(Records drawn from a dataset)
§

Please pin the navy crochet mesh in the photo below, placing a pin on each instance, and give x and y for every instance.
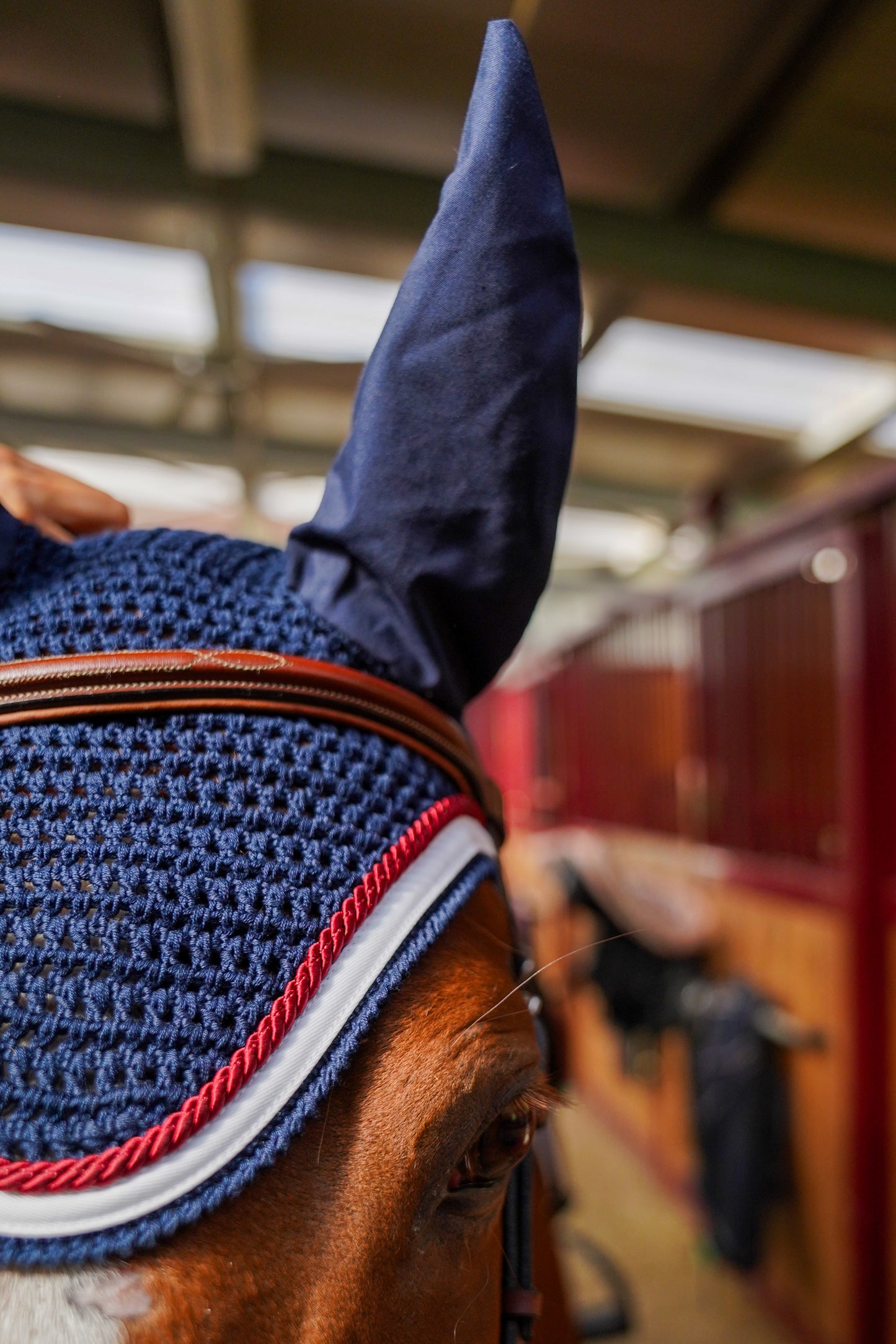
(164, 876)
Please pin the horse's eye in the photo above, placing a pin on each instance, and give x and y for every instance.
(499, 1148)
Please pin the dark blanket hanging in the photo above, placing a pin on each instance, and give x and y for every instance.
(739, 1113)
(739, 1100)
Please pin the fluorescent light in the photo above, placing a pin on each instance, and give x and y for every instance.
(602, 538)
(300, 312)
(818, 398)
(144, 483)
(289, 499)
(130, 291)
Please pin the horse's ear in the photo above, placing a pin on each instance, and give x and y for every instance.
(436, 534)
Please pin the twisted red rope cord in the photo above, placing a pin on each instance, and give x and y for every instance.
(128, 1157)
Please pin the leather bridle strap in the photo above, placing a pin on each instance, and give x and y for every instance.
(168, 680)
(520, 1301)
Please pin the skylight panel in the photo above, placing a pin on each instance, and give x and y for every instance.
(289, 499)
(301, 312)
(146, 483)
(818, 398)
(593, 538)
(122, 289)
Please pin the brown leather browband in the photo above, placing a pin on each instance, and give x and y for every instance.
(110, 685)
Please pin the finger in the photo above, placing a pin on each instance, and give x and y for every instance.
(76, 507)
(49, 527)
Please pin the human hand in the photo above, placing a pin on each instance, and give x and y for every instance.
(55, 504)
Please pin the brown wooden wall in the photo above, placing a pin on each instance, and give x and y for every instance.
(798, 953)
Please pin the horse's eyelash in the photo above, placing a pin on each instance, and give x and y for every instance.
(542, 1097)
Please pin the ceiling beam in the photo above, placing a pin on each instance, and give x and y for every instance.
(214, 78)
(148, 164)
(742, 143)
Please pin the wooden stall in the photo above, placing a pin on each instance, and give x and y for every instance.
(740, 731)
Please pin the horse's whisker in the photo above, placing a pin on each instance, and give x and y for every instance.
(585, 946)
(320, 1147)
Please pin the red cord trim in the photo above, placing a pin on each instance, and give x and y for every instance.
(125, 1159)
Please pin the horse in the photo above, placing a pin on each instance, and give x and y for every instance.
(223, 762)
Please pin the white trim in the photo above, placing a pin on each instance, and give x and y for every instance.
(259, 1103)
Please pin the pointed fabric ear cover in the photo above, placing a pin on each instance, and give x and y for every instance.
(434, 538)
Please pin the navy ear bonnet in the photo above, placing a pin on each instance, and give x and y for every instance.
(164, 876)
(436, 534)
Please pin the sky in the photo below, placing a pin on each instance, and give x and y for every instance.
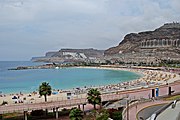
(30, 28)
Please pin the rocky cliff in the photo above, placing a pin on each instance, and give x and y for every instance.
(132, 42)
(71, 55)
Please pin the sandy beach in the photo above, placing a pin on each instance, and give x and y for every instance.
(149, 78)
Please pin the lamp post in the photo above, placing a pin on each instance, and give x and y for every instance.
(127, 108)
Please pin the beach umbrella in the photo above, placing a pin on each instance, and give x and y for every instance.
(14, 97)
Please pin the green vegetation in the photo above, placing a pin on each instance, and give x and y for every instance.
(173, 97)
(94, 97)
(4, 103)
(102, 115)
(45, 89)
(76, 114)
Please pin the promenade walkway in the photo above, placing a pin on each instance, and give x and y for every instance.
(134, 94)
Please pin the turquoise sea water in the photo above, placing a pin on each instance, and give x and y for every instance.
(12, 81)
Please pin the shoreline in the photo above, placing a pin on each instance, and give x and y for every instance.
(145, 81)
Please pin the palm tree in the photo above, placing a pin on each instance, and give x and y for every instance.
(94, 97)
(45, 89)
(76, 114)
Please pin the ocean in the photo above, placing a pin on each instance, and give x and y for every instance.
(25, 81)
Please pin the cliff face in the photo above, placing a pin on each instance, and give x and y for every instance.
(71, 55)
(132, 41)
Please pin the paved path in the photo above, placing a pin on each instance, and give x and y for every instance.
(72, 102)
(135, 109)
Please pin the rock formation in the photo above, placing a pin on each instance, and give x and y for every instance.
(150, 46)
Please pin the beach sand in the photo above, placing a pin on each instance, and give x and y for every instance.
(149, 78)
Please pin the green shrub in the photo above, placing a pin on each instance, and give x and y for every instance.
(4, 103)
(117, 115)
(37, 113)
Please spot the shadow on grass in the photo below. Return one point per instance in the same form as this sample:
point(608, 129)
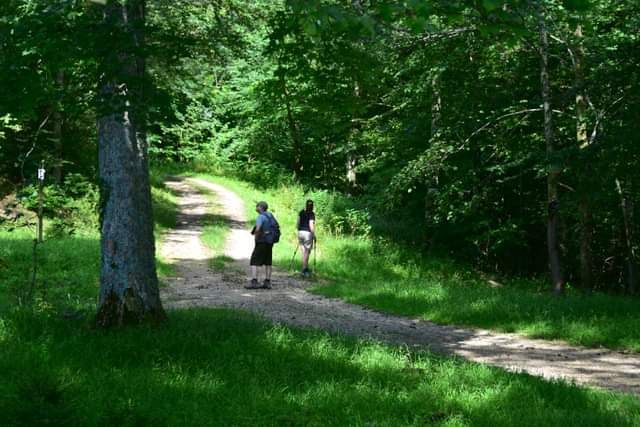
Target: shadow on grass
point(216, 367)
point(440, 292)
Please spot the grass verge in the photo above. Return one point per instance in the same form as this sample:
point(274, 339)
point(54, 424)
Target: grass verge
point(217, 367)
point(393, 279)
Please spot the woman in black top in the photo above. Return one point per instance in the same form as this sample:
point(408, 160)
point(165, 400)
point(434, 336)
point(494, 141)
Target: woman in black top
point(306, 234)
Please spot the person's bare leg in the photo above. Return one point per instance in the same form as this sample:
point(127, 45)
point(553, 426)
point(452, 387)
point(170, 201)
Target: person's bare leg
point(305, 258)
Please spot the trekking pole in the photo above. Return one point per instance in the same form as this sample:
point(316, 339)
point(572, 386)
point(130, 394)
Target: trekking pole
point(293, 257)
point(315, 250)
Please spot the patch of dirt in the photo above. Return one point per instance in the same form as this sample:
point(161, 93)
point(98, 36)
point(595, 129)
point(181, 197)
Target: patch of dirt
point(198, 285)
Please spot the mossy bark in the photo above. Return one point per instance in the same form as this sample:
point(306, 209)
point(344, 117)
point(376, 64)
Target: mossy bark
point(128, 281)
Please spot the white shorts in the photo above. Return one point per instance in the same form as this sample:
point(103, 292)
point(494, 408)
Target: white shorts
point(305, 239)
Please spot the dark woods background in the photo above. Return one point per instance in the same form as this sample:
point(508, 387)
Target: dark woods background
point(421, 121)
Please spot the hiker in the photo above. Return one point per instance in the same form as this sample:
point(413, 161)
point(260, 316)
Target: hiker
point(266, 233)
point(306, 234)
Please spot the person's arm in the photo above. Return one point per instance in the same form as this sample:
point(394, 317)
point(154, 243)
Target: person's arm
point(258, 227)
point(312, 225)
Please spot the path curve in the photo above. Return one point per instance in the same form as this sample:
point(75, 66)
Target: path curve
point(197, 285)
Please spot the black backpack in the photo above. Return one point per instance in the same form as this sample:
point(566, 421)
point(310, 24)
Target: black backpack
point(273, 234)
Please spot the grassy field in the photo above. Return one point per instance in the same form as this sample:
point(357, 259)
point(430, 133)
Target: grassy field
point(220, 367)
point(390, 278)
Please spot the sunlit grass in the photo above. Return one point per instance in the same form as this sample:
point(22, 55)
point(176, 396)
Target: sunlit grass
point(218, 367)
point(387, 277)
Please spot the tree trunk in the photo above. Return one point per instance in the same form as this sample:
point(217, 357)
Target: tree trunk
point(293, 128)
point(58, 120)
point(582, 140)
point(553, 245)
point(128, 280)
point(627, 215)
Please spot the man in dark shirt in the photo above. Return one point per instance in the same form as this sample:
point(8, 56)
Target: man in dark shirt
point(306, 234)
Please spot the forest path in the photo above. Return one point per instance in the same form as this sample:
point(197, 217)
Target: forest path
point(198, 285)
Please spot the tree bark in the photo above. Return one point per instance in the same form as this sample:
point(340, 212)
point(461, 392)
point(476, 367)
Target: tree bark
point(293, 128)
point(582, 140)
point(553, 244)
point(128, 280)
point(627, 215)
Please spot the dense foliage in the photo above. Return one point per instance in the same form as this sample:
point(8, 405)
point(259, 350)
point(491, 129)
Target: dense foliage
point(423, 121)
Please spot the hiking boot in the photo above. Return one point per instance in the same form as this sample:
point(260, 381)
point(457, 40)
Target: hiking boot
point(253, 284)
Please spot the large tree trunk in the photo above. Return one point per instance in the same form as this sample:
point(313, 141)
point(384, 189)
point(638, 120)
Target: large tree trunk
point(128, 280)
point(553, 244)
point(582, 140)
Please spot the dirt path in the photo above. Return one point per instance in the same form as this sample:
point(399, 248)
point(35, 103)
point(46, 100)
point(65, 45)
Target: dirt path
point(197, 285)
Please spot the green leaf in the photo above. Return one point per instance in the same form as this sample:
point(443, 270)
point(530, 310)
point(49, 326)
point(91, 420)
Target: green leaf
point(577, 5)
point(491, 5)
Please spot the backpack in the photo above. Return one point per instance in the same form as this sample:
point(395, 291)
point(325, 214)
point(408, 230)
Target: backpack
point(272, 235)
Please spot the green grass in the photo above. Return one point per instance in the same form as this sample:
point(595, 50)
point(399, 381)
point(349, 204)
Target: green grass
point(165, 211)
point(217, 367)
point(392, 279)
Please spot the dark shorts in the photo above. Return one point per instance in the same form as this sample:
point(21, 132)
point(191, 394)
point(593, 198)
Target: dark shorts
point(262, 254)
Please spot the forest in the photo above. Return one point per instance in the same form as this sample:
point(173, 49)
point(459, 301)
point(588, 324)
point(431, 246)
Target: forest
point(502, 133)
point(473, 163)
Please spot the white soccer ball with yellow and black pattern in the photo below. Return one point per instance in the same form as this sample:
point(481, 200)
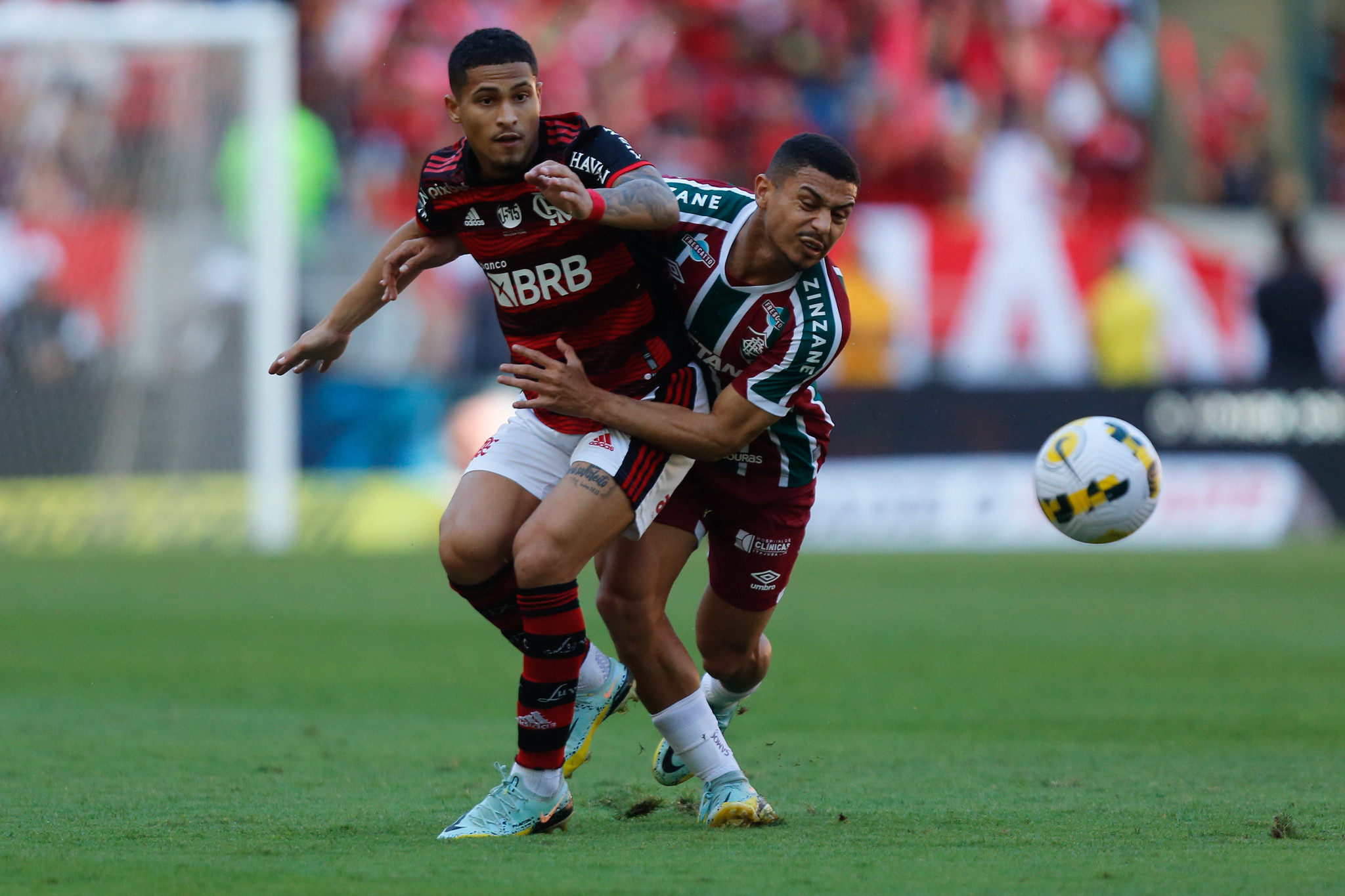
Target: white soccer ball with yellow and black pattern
point(1098, 479)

§

=== Task description ===
Please transcribe only the lines in the records above running from the line that has "Target: tree bark" through the line that has "point(457, 40)", both included, exactly as they appear.

=== Written answer ===
Target: tree bark
point(293, 128)
point(582, 140)
point(553, 244)
point(128, 280)
point(627, 215)
Please spot the dense foliage in the photo above. Return one point per instance in the same form as this sample:
point(8, 405)
point(259, 350)
point(491, 129)
Target: dense foliage
point(423, 121)
Please spot the hiking boot in the photo above. Return one point per instance in the same form as this sample:
point(260, 381)
point(457, 40)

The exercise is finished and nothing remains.